## MATERIAL SUPPLIED:
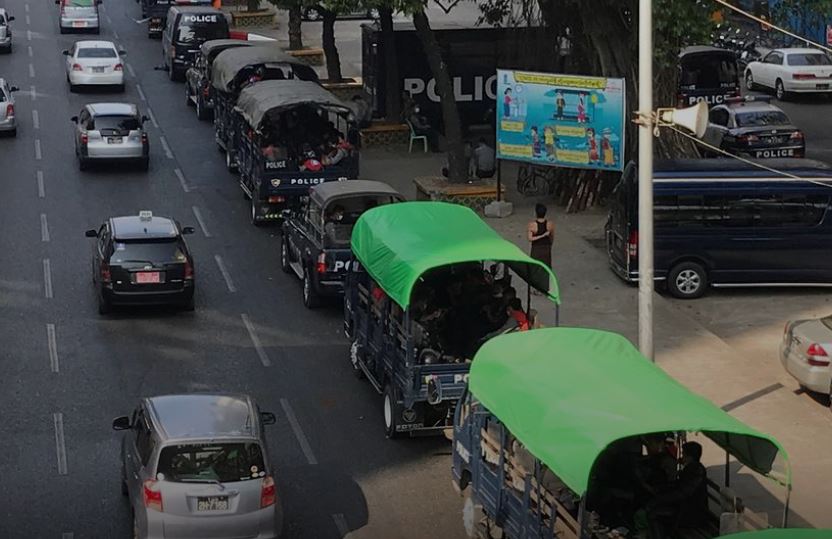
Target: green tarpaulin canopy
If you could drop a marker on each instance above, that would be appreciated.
(396, 244)
(568, 393)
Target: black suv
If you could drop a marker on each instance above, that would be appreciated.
(142, 260)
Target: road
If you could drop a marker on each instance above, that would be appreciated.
(67, 372)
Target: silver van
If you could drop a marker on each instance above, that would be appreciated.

## PROBLEM:
Each line of the records that contains the string "Target" must be copied.

## WRITTEN RESPONSE:
Target: green tarpaulin canopy
Target: black suv
Target: road
Target: silver van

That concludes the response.